==== EXCERPTED DATA ====
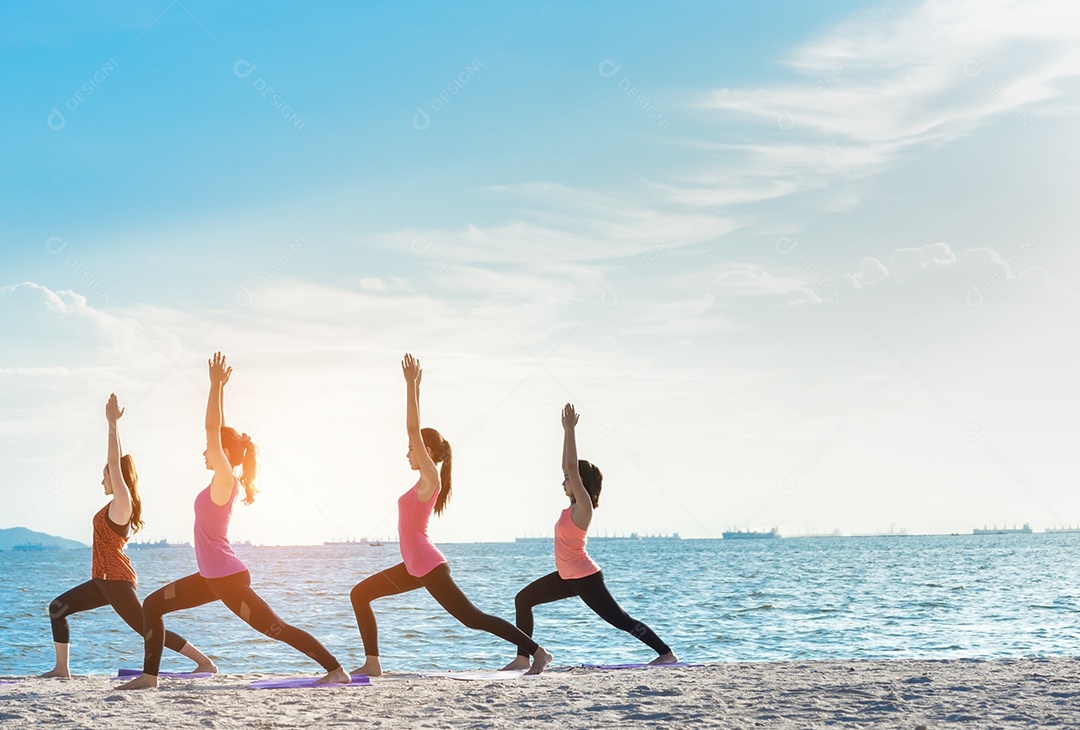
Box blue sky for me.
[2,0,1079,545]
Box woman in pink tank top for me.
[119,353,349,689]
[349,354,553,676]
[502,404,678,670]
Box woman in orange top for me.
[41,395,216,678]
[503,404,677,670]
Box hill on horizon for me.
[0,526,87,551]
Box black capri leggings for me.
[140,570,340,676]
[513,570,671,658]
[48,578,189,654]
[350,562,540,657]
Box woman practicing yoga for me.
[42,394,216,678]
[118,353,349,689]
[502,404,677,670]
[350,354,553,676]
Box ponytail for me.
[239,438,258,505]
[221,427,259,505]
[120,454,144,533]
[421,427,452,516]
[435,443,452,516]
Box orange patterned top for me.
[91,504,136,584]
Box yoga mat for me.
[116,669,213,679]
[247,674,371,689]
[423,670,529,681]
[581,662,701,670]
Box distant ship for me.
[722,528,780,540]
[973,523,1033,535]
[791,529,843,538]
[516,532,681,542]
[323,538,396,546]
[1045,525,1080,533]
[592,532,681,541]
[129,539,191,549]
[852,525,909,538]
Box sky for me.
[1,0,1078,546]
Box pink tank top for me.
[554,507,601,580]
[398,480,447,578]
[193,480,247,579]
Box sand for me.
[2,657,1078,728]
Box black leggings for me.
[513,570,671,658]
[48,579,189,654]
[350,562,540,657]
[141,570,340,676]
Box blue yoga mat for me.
====
Without including any pictures, please restate all the records exactly.

Box blue sky for me.
[2,0,1079,545]
Box woman in pink tank top for me.
[119,353,349,689]
[349,354,553,676]
[502,404,678,670]
Box woman in orange top for me.
[41,395,216,678]
[503,404,677,670]
Box hill on horizon for me.
[0,526,87,551]
Box black capri leggings for me.
[140,570,340,676]
[513,570,671,658]
[48,578,189,654]
[350,562,540,657]
Box woman practicing yoga for me.
[42,394,216,678]
[118,353,349,689]
[502,404,677,670]
[350,354,553,676]
Box ponytail for me.
[239,438,258,505]
[221,427,259,505]
[120,454,144,533]
[421,427,452,516]
[435,443,452,516]
Box orange patterned top for me.
[91,504,136,584]
Box yoga mat for me.
[116,669,213,679]
[247,674,371,689]
[423,670,529,681]
[581,662,701,670]
Box distant ship for me.
[722,528,780,540]
[973,523,1033,535]
[791,529,843,538]
[516,532,681,542]
[323,538,396,546]
[1045,525,1080,533]
[592,532,681,541]
[129,539,191,549]
[852,525,909,538]
Box sky for me.
[1,0,1078,546]
Box pink tank top for me.
[554,507,601,580]
[398,480,447,578]
[193,480,247,579]
Box sand for me.
[2,657,1078,728]
Box black leggings for me.
[513,570,671,658]
[48,579,189,654]
[350,562,540,657]
[141,570,340,676]
Box blue yoga mat for me.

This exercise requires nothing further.